## Written instruction
Copy the rows without any change, from the line that contains "task | point to each instance of the small" through the end of the rows, inclusive.

Data listing
** begin **
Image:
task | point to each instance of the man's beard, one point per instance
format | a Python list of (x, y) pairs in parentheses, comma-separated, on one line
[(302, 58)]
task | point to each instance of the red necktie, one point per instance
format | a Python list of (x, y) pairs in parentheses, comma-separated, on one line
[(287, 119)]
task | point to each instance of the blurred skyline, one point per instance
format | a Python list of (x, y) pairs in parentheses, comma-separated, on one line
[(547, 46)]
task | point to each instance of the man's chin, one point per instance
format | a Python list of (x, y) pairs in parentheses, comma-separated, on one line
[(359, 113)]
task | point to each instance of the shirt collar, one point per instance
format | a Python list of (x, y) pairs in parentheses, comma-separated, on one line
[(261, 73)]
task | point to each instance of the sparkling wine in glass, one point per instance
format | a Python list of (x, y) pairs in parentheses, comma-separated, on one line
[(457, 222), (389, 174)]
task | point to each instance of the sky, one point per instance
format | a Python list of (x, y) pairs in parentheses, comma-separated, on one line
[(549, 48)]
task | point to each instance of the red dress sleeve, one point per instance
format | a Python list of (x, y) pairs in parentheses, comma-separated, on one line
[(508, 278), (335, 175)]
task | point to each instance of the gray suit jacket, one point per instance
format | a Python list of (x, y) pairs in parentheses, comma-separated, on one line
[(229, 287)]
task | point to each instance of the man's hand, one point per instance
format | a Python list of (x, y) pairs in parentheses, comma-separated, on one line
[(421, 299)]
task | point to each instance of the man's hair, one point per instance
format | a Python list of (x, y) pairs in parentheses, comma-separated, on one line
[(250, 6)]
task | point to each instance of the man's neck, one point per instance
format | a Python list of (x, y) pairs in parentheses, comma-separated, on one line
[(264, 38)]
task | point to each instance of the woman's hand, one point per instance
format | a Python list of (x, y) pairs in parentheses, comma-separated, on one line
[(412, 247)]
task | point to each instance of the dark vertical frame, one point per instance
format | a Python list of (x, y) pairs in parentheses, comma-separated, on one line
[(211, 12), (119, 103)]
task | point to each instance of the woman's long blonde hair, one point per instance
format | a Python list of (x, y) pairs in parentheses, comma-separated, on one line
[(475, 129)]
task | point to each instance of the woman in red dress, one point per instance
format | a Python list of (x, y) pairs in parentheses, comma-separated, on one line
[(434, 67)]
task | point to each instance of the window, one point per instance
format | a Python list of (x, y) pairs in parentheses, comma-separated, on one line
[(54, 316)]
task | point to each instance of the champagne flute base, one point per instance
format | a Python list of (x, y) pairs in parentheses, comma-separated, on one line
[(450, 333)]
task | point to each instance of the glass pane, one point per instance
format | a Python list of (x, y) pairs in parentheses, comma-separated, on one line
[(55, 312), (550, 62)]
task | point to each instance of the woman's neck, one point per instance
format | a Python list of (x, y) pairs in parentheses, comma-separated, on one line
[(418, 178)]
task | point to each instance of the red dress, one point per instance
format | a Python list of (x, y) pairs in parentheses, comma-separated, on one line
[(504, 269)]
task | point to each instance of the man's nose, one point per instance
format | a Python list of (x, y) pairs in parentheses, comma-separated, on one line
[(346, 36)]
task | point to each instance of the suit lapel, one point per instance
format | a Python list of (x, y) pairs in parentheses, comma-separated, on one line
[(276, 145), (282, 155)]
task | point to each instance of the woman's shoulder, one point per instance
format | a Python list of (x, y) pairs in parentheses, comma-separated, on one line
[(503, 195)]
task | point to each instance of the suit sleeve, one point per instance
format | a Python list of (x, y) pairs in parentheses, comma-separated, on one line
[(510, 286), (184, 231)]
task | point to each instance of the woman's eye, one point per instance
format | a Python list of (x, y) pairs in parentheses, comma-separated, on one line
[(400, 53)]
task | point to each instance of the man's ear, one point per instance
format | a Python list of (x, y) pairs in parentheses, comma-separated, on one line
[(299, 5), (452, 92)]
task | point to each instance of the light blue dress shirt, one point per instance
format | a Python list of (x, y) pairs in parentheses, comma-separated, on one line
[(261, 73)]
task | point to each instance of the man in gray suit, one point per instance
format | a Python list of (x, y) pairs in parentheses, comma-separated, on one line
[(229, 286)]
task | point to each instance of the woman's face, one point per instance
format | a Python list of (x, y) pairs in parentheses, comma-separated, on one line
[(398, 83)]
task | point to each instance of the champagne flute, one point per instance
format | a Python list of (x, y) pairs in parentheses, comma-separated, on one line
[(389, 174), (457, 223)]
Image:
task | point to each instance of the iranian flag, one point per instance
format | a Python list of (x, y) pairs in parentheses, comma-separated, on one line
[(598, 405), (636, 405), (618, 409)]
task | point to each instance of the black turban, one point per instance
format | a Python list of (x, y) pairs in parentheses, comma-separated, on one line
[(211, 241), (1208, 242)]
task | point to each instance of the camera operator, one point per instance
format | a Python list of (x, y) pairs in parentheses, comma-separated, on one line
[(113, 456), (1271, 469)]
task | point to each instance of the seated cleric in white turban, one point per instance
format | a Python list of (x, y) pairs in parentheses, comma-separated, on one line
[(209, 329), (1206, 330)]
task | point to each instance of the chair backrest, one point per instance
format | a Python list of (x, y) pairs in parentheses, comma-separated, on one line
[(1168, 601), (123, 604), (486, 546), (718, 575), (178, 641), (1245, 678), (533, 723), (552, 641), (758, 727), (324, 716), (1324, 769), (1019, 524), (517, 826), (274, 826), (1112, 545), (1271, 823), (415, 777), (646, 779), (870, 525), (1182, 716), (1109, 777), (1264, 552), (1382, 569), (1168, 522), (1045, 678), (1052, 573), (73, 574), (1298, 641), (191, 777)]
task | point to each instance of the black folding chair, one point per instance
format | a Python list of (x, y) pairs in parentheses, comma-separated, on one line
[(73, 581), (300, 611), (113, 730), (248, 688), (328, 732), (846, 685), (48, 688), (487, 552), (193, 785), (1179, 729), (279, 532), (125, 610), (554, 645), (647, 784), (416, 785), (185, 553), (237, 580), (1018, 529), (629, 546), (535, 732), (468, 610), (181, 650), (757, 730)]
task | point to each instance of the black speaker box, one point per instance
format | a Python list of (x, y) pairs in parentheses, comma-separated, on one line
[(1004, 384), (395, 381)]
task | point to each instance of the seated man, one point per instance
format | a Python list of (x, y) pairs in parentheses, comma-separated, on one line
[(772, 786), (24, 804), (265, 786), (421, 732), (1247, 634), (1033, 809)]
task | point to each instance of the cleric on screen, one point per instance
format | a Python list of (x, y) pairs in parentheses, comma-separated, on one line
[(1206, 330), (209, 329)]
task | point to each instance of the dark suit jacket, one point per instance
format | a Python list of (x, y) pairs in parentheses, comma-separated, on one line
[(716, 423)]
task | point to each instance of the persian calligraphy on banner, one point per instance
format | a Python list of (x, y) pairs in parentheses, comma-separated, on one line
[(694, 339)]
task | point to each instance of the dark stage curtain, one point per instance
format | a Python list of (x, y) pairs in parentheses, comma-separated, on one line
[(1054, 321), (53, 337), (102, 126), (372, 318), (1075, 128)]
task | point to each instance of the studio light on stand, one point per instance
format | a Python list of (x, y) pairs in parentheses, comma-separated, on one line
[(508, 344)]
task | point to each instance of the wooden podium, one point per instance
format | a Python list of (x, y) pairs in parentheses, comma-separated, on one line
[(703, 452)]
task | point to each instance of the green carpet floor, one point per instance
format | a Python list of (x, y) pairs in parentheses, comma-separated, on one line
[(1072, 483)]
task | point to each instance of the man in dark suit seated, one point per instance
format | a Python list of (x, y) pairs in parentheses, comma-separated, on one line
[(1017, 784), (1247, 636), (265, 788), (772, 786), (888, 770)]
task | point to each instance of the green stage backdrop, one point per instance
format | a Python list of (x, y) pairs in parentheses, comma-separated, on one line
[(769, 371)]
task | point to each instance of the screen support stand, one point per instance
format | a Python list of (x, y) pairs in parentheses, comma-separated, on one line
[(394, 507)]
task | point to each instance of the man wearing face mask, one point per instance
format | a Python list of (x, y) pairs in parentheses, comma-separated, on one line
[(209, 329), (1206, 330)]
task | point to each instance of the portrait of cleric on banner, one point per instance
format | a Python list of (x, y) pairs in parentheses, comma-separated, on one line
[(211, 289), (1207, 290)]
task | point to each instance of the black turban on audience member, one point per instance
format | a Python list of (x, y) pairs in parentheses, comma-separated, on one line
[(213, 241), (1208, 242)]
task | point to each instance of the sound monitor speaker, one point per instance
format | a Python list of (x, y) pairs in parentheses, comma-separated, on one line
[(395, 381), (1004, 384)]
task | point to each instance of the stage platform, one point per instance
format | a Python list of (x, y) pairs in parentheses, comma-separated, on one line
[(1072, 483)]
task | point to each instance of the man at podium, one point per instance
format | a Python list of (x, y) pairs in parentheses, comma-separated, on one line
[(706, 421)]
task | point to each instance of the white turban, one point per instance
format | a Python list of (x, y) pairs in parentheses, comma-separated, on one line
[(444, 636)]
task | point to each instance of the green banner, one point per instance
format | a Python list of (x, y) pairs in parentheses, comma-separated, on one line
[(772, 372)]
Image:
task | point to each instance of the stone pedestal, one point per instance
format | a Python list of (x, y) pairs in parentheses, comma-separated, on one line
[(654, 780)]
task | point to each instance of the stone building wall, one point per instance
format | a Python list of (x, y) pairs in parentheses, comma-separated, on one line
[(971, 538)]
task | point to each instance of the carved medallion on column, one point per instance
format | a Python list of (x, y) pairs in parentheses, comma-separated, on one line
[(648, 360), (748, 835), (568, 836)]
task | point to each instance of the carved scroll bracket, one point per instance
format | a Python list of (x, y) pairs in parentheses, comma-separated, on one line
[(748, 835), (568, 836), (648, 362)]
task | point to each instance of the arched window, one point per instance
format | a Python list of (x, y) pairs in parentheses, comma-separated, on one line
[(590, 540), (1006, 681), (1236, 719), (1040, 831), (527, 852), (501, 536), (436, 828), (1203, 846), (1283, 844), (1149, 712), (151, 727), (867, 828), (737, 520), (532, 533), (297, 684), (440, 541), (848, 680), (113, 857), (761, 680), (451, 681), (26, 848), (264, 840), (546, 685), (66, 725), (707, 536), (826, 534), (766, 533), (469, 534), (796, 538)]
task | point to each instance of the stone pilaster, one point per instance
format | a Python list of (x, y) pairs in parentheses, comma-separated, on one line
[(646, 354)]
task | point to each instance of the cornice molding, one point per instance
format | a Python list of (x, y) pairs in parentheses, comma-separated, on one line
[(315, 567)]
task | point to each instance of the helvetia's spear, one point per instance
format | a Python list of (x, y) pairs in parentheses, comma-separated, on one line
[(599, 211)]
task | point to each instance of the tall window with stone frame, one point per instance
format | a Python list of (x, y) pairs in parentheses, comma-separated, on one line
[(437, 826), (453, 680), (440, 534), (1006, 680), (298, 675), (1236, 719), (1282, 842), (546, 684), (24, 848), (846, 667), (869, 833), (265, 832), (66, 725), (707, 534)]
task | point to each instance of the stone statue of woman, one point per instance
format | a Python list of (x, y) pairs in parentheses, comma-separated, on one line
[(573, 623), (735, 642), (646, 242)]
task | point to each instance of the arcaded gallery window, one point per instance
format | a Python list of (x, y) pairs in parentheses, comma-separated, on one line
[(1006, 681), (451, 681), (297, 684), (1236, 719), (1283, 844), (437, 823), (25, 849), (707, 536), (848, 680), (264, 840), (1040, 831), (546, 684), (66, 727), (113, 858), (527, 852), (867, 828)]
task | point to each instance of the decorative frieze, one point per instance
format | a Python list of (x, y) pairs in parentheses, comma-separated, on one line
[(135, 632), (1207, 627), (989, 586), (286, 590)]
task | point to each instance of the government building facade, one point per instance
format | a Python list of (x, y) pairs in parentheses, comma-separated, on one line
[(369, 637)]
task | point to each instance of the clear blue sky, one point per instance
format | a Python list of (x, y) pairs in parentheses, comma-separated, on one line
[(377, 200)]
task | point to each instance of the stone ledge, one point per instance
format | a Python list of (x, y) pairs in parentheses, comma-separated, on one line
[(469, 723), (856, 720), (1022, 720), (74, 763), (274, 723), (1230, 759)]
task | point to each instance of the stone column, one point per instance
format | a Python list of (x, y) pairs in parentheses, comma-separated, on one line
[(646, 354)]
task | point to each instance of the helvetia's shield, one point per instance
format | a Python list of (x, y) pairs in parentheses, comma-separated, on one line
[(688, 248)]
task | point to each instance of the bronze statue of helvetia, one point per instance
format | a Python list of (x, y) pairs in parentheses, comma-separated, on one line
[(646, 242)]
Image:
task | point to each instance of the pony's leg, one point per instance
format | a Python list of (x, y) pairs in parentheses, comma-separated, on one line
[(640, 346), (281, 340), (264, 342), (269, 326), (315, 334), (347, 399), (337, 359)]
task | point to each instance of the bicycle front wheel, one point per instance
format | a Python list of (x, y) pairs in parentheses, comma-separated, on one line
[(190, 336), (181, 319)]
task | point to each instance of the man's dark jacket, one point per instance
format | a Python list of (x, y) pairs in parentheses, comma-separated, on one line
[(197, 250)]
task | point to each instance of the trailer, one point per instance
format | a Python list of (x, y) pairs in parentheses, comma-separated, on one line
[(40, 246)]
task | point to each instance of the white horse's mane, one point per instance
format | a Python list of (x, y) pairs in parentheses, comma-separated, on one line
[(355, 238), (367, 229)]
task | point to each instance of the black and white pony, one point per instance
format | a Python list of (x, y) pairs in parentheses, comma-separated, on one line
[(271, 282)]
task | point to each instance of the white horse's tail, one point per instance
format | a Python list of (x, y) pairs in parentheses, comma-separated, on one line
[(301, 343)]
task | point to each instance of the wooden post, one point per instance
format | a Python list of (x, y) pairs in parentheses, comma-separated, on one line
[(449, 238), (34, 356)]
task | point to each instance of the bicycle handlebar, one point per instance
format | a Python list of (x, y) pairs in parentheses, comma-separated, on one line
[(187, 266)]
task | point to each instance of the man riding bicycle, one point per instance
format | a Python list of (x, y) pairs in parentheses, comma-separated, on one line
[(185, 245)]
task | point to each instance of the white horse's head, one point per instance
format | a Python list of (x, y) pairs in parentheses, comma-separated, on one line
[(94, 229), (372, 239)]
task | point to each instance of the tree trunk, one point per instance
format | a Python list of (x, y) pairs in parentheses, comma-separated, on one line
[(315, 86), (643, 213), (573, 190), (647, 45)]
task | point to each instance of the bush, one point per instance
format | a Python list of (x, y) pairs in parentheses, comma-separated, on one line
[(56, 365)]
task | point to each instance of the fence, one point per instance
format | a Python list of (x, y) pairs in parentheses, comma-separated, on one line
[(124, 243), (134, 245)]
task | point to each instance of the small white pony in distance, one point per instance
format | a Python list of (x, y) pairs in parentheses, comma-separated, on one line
** end **
## The reply
task | point to each instance of the small white pony in distance, one point per instance
format | a Python list of (x, y) pairs in parentheses, comma-separated, on one line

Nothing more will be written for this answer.